# Problem to work on
Return every record exactly as written.

# Given information
********************
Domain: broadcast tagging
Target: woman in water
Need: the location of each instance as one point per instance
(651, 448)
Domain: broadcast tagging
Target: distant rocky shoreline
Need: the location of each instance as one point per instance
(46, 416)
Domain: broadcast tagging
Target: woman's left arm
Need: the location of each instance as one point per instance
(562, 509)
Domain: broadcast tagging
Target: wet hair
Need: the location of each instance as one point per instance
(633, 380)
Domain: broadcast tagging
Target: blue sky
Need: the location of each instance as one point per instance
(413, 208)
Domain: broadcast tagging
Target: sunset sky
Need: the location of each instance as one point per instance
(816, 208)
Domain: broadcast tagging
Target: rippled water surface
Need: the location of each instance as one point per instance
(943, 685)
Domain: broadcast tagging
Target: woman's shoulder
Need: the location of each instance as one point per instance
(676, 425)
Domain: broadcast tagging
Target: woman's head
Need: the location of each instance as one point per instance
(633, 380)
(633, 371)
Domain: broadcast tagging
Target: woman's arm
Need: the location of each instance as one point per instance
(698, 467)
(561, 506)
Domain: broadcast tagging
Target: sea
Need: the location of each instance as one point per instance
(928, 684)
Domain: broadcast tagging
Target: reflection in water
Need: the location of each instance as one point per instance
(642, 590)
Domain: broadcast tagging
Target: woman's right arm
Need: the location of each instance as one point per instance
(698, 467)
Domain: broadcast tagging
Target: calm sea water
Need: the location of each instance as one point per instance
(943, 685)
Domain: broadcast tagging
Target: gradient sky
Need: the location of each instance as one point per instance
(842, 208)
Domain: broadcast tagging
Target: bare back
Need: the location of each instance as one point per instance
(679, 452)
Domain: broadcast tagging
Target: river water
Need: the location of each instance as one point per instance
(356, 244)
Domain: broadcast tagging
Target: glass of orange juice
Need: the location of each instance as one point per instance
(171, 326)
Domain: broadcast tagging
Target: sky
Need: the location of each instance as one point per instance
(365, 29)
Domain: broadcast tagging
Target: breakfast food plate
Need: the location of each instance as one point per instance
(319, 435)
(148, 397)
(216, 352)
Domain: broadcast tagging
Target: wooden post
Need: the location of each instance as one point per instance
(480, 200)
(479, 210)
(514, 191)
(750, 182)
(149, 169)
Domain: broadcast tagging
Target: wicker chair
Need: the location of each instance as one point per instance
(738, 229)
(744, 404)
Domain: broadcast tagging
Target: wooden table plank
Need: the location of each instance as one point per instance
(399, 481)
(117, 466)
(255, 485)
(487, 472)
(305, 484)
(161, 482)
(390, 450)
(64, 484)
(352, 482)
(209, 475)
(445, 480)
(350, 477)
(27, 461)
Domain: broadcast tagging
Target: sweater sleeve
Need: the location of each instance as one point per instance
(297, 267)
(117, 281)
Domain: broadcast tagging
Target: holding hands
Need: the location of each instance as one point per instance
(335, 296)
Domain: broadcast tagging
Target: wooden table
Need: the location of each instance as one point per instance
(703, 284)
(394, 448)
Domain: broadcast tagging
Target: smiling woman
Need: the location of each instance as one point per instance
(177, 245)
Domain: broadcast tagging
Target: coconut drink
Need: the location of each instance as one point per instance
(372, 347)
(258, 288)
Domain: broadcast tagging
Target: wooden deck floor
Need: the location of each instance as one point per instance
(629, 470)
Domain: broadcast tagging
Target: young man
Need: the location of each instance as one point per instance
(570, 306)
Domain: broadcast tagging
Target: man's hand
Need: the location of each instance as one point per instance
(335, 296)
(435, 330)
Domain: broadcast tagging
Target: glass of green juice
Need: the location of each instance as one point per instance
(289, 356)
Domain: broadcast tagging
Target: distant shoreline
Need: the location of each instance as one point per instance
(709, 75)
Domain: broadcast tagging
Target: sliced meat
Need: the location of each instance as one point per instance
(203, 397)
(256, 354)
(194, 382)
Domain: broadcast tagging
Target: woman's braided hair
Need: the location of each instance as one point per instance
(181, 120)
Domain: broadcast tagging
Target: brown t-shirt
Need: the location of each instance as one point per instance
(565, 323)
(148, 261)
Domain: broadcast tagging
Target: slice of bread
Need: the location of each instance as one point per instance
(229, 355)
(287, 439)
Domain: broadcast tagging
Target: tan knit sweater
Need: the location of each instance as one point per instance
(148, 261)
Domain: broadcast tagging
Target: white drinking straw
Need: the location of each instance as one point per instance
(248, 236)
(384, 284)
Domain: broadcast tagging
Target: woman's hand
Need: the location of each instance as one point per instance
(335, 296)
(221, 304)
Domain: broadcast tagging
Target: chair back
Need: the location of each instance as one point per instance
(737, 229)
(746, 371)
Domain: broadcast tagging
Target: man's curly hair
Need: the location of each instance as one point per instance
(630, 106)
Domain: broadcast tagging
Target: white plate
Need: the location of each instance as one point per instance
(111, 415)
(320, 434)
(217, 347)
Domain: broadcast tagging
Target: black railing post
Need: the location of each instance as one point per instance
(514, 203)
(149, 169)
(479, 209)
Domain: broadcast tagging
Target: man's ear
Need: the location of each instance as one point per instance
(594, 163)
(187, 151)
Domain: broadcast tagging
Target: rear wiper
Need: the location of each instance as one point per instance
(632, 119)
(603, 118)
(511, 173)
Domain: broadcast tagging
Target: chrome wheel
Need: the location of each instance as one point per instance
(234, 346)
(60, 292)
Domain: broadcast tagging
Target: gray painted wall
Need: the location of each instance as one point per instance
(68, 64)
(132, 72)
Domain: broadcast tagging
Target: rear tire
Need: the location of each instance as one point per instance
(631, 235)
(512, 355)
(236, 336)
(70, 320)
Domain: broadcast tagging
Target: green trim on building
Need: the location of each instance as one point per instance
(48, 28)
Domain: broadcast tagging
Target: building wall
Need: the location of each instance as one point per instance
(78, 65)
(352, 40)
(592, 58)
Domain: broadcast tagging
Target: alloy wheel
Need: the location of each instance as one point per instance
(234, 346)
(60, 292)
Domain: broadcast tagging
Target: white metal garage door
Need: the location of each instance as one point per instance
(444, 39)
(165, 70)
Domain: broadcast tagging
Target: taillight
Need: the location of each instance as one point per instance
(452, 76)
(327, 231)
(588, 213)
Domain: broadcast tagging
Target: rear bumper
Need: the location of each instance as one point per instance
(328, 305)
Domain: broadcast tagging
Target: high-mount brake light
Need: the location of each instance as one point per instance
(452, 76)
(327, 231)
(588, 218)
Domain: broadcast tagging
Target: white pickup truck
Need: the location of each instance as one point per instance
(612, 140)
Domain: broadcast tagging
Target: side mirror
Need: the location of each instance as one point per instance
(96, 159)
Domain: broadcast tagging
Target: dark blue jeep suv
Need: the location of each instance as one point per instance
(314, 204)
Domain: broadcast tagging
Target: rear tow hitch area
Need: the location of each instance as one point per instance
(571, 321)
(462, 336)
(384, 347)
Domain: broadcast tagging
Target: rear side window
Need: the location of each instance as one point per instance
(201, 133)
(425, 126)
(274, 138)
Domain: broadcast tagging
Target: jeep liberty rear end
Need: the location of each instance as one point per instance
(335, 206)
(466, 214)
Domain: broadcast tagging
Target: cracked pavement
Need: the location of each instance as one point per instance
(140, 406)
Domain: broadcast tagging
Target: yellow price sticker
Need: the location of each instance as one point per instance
********************
# Expected answer
Domain: broadcast tagging
Target: woman in water
Need: the location of each instance as one point per instance
(651, 448)
Domain: broadcast tagging
Target: distant rocky shoreline
Need: the location of each instance as one point per instance
(46, 416)
Domain: broadcast tagging
Target: woman's left arm
Need: the location of each instance as one point per instance
(562, 509)
Domain: broadcast tagging
Target: wet hair
Need: the location of each instance as one point per instance
(633, 380)
Domain: broadcast tagging
Target: blue sky
Need: the location of each instance as one point per instance
(413, 208)
Domain: broadcast tagging
Target: sunset sky
Need: the location of each instance as one point per instance
(816, 208)
Domain: broadcast tagging
Target: rippled water surface
Need: the location of each instance as one point per instance
(943, 685)
Domain: broadcast tagging
Target: woman's shoulder
Need: the location of each instance as one point per instance
(676, 425)
Domain: broadcast tagging
Target: woman's head
Need: the location of each instance as one point per instance
(633, 380)
(633, 371)
Domain: broadcast tagging
Target: woman's arm
Need: the location of each instance as one point per instance
(698, 467)
(561, 506)
Domain: broadcast tagging
Target: sea
Need: the location of each instance as one point per instance
(928, 684)
Domain: broadcast tagging
Target: reflection in water
Need: the location of each instance as one point per instance
(642, 590)
Domain: broadcast tagging
Target: woman's right arm
Need: the location of each instance as one point per instance
(698, 467)
Domain: broadcast tagging
Target: calm sea water
Need: the location of each instance as one point per instance
(943, 685)
Domain: broadcast tagging
Target: gradient sky
Need: the location of each instance as one point per instance
(842, 208)
Domain: broadcast tagging
Target: bare back
Need: the location of each instance as one point per instance
(679, 452)
Domain: broadcast tagging
Target: river water
Need: the location of each instance as one point per instance
(356, 244)
Domain: broadcast tagging
Target: glass of orange juice
Need: the location of each instance as one point per instance
(171, 326)
Domain: broadcast tagging
Target: sky
Need: the location of each instance as one point per instance
(365, 29)
Domain: broadcast tagging
Target: breakfast food plate
Need: the location of each instance as one point per instance
(319, 435)
(148, 397)
(216, 352)
Domain: broadcast tagging
Target: wooden post
Need: the location of each instance as one point per instance
(480, 200)
(479, 210)
(514, 191)
(750, 182)
(149, 169)
Domain: broadcast tagging
Target: wicker chair
Need: the location of each instance as one point per instance
(738, 229)
(744, 404)
Domain: broadcast tagging
Target: wooden table plank
Need: the location of each instance as one point per instance
(399, 481)
(117, 466)
(255, 485)
(487, 472)
(305, 484)
(161, 482)
(390, 450)
(64, 484)
(352, 482)
(209, 475)
(445, 480)
(350, 477)
(27, 461)
Domain: broadcast tagging
Target: sweater sleeve
Need: the location of each instance as one point per instance
(297, 267)
(117, 281)
Domain: broadcast tagging
Target: holding hands
Need: the location of each instance as one point per instance
(335, 296)
Domain: broadcast tagging
Target: wooden table
Need: the location of each instance as one point per instance
(703, 284)
(394, 448)
Domain: broadcast tagging
Target: smiling woman
Need: the location of each instance as one point per instance
(177, 245)
Domain: broadcast tagging
Target: coconut drink
Need: the location of each instance as one point per instance
(372, 347)
(258, 288)
Domain: broadcast tagging
Target: wooden deck floor
Need: the location of each instance as one point per instance
(629, 470)
Domain: broadcast tagging
Target: young man
Need: the location of each instance as one point per instance
(570, 306)
Domain: broadcast tagging
Target: man's hand
Need: the location of each instance as one point per instance
(335, 296)
(435, 330)
Domain: broadcast tagging
Target: glass of green juice
Need: the location of each instance as one point per instance
(289, 356)
Domain: broadcast tagging
Target: distant shoreline
Need: the location of each instance as one point per instance
(709, 75)
Domain: broadcast tagging
Target: sliced meat
Need: the location of each instance as one point per instance
(203, 397)
(256, 354)
(194, 382)
Domain: broadcast tagging
Target: woman's braided hair
Need: the location of each instance as one point per instance
(181, 120)
Domain: broadcast tagging
Target: brown t-shirt
Need: the location of each instance as one point per instance
(565, 323)
(148, 261)
Domain: broadcast tagging
Target: slice of bread
Need: the location of each instance as one point per instance
(229, 355)
(287, 439)
Domain: broadcast tagging
Target: tan knit sweater
Need: the location of each instance as one point per instance
(148, 261)
Domain: broadcast tagging
Target: white drinking straw
Need: the location of each instance as one point per instance
(248, 236)
(384, 284)
Domain: broadcast tagging
Target: woman's hand
Need: the location of each instance as one point per instance
(335, 296)
(221, 304)
Domain: broadcast tagging
Target: chair back
Need: the location of each instance as one point per instance
(737, 229)
(746, 371)
Domain: broadcast tagging
Target: man's curly hair
Need: the location of each instance as one point per instance
(630, 106)
Domain: broadcast tagging
Target: white plate
Need: the location of each instance as one point per instance
(111, 415)
(320, 434)
(217, 347)
Domain: broadcast tagging
Target: black railing post
Need: the location of each instance as one point per instance
(514, 203)
(149, 169)
(479, 209)
Domain: broadcast tagging
Target: man's ear
Need: the location of each instance as one point per instance
(594, 163)
(187, 151)
Domain: broadcast tagging
Target: rear wiper
Need: the location of each instance as one point per instance
(632, 119)
(603, 118)
(511, 173)
Domain: broadcast tagging
Target: chrome wheel
Need: the location of each instance as one point per instance
(234, 346)
(60, 292)
Domain: broadcast tagging
Target: gray painted wall
Need: the location of each instance as one point per instance
(68, 64)
(132, 72)
Domain: broadcast tagging
Target: rear tire
Need: the location of each instance as one point per instance
(631, 235)
(512, 355)
(236, 336)
(70, 320)
Domain: broadcast tagging
Target: green trim on building
Need: the location of each instance as one point per instance
(48, 28)
Domain: broadcast tagging
Target: building wall
Need: the location of each instance as one point per instance
(78, 65)
(352, 40)
(592, 58)
Domain: broadcast tagging
Target: alloy wheel
Need: the location of each instance as one point per instance
(234, 346)
(60, 292)
Domain: broadcast tagging
Target: white metal garage door
Need: the location of each instance as one point per instance
(444, 39)
(165, 70)
Domain: broadcast tagging
Target: taillight
Need: the location of each instance as one point per instance
(452, 76)
(327, 231)
(588, 213)
Domain: broadcast tagging
Target: rear bumper
Need: the location of each instance as one point per instance
(328, 305)
Domain: broadcast tagging
Target: high-mount brake light
Need: the location of each instance as one point per instance
(452, 76)
(327, 231)
(588, 218)
Domain: broadcast tagging
Target: white pickup truck
Need: the location of each instance as one point per instance
(612, 140)
Domain: broadcast tagging
Target: side mirror
Need: the location of each instance as one point per instance
(96, 159)
Domain: broadcast tagging
Target: dark blue jeep suv
Need: the location of each instance as one point per instance
(314, 204)
Domain: broadcast tagging
Target: rear tow hitch area
Need: the location of each instance as one point per instance
(571, 321)
(462, 336)
(384, 347)
Domain: broadcast tagging
Target: rear side window
Need: the location of each instance as one point per instance
(201, 133)
(425, 126)
(274, 138)
Domain: broadcast tagging
Target: jeep liberty rear end
Need: the location of each instance as one point per instance
(335, 206)
(466, 214)
Domain: broadcast tagging
Target: cracked pavement
Need: the location of each instance as one point per instance
(140, 406)
Domain: broadcast tagging
Target: yellow price sticker
Need: the location of each instance as one point per instance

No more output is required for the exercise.